[begin Excerpted records]

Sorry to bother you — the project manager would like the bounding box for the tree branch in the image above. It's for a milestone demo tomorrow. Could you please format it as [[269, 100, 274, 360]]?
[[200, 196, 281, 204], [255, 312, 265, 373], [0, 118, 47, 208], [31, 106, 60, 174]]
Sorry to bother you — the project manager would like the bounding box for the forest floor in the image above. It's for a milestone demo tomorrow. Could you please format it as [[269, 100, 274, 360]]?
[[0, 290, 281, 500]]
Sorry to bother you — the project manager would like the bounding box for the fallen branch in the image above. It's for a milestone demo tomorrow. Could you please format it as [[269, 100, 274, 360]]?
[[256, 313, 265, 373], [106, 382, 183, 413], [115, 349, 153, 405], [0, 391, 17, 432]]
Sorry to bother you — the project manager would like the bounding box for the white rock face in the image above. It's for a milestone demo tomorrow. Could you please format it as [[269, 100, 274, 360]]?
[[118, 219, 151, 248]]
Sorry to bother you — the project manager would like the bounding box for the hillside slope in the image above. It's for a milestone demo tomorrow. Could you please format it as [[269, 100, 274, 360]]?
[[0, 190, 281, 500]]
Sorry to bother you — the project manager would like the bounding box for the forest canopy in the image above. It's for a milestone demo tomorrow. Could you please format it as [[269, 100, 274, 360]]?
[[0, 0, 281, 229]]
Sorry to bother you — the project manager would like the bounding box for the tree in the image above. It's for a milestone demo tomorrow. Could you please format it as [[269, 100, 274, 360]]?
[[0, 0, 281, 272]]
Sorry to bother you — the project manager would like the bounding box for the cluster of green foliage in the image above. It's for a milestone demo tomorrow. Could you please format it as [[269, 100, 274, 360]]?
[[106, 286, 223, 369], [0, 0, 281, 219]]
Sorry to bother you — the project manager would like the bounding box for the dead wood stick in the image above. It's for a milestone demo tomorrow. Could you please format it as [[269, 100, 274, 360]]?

[end Excerpted records]
[begin Excerpted records]

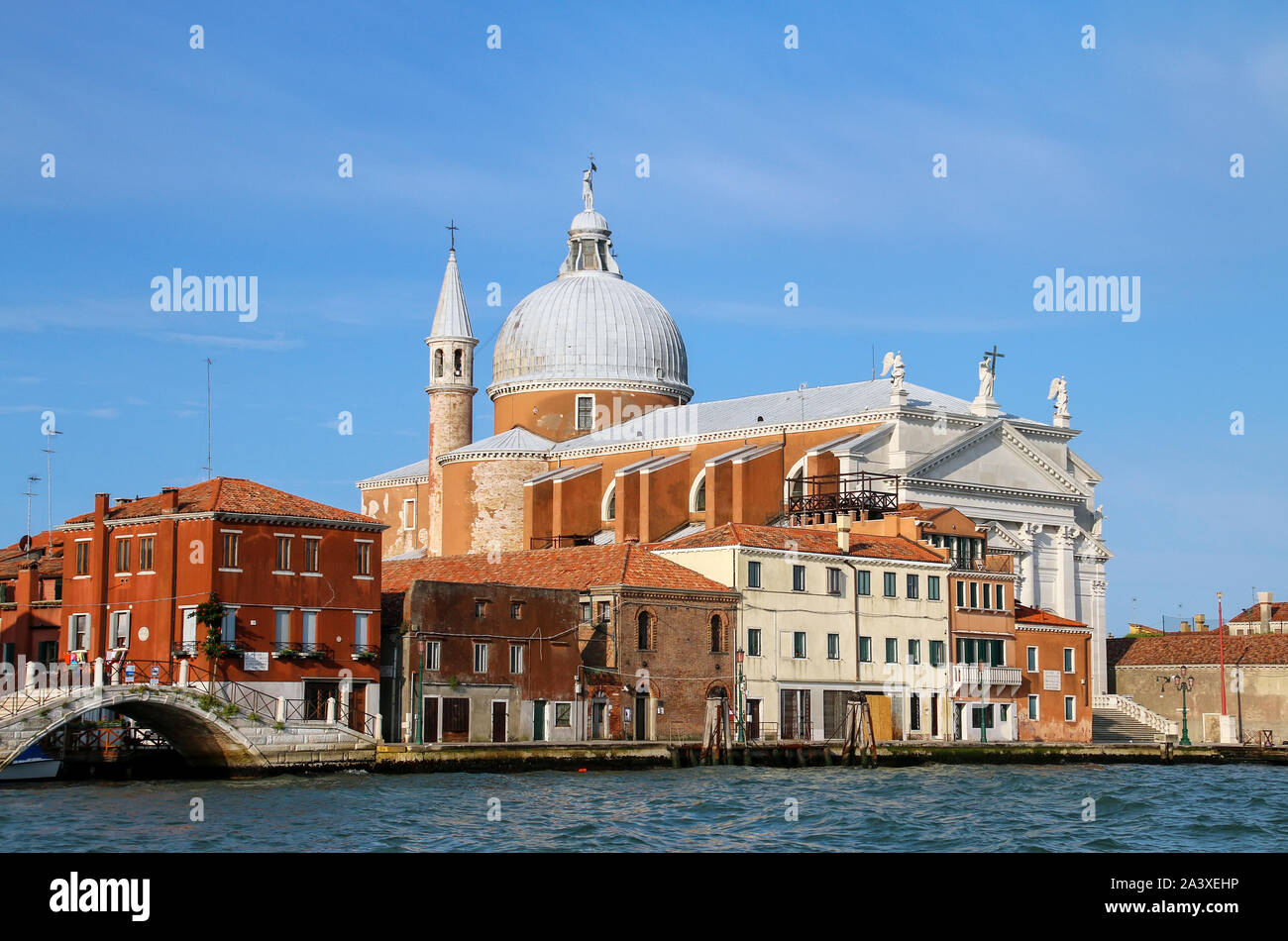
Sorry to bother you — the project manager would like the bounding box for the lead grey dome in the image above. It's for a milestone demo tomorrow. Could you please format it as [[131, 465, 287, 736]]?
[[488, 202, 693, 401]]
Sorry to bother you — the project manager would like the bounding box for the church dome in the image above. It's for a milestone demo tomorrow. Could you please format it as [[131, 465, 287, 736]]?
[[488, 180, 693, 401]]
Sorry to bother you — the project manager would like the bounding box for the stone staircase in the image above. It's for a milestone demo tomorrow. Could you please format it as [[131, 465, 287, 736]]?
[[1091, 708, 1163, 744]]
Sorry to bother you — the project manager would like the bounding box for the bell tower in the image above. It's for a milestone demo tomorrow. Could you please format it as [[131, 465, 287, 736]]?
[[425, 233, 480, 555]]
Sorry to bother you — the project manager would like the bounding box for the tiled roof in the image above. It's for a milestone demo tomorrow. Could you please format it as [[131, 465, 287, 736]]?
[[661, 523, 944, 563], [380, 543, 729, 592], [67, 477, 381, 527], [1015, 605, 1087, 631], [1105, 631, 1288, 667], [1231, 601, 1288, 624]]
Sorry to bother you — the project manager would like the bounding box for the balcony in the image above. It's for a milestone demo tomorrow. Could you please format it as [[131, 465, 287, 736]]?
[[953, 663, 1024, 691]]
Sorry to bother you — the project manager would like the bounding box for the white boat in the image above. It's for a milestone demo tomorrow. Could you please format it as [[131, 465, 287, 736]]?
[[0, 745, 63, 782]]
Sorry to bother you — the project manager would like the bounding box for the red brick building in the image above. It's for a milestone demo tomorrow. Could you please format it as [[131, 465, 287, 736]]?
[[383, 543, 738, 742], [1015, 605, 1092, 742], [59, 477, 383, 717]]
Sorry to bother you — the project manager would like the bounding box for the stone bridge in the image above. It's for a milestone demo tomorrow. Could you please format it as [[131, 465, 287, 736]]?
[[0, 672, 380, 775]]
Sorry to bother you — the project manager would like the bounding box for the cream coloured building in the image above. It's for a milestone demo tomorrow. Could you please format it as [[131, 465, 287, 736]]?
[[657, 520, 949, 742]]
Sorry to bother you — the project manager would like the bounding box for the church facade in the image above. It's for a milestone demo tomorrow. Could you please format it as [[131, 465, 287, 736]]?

[end Excerpted records]
[begin Excerpted records]

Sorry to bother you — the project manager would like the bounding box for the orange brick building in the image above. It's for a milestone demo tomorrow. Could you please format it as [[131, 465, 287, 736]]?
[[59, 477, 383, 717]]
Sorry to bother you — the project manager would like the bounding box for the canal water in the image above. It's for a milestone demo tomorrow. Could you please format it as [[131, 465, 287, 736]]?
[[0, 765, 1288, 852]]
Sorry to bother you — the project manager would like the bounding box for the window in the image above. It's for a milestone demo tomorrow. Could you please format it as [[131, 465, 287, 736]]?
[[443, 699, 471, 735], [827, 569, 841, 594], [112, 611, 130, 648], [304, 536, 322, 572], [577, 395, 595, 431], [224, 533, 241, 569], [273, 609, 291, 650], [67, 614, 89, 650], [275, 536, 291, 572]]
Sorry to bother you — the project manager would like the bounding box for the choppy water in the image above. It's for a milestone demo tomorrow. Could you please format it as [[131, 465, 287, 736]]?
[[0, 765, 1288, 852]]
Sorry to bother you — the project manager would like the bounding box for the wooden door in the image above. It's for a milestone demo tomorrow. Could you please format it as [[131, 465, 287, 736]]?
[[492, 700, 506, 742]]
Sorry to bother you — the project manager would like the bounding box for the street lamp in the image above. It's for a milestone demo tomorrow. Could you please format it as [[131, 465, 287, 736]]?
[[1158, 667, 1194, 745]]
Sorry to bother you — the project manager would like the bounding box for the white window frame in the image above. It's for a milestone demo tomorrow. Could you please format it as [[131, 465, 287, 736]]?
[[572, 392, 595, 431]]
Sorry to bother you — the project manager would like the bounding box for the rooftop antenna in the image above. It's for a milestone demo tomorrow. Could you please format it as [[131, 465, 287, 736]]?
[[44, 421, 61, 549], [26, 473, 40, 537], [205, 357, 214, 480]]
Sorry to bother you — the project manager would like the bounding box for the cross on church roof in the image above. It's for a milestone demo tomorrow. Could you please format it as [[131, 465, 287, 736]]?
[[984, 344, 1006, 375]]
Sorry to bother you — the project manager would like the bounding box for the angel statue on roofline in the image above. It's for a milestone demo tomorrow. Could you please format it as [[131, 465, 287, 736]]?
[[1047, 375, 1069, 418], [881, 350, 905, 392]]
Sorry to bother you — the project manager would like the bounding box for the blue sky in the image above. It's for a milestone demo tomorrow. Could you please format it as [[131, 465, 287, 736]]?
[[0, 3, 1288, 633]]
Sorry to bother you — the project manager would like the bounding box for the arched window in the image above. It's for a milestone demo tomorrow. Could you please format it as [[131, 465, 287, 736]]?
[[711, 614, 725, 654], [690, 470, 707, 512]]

[end Excerpted records]

- _What you are asked to do_
Reproduce the stretch of records from the line containing "the stone staircase" through the line containing "742], [59, 477, 383, 717]]", substituting "clock tower" for "bell tower" and leaving everything else unchanged. Return only those lines.

- _Finished answer_
Sorry to bother you — the project manager would like the bounding box for the stone staircase in the image above. It's for a milestone demo tomorrow. Could you please format it as [[131, 465, 287, 736]]?
[[1091, 708, 1163, 744]]
Sorry to bother you — the project manager would like the bounding box for the clock tower in the image above. It's for a milestone demo tomorrow. Could you please format it as [[131, 465, 287, 736]]?
[[425, 233, 480, 555]]
Sorry to bother you — the project manager would like the bounding box for the tiled roof in the image above. It's for a milestone demo tomorrow. Could you please format it as [[131, 465, 287, 736]]?
[[661, 523, 944, 563], [380, 543, 729, 592], [67, 477, 381, 527], [1015, 605, 1087, 631], [1105, 631, 1288, 667], [1231, 601, 1288, 624]]
Sorry to bother you — the project manager would like the bounding box for the balcony in the image above. It's for a milestone demo tomorrow. Could you please format it as [[131, 465, 287, 736]]?
[[953, 663, 1024, 691]]
Sorry to bother you — the project manager would like the bounding box for the white boat in the image above. It's for a milestone demo tomorrow. Could you please format it as [[131, 465, 287, 736]]?
[[0, 745, 63, 782]]
Sorry to bother you — the project manager would like the bounding box for the red brick building in the image above. It's for a milestone demo tomorrow. Could you please format it as [[131, 465, 287, 736]]?
[[383, 543, 738, 742], [1015, 605, 1092, 742], [59, 477, 383, 717]]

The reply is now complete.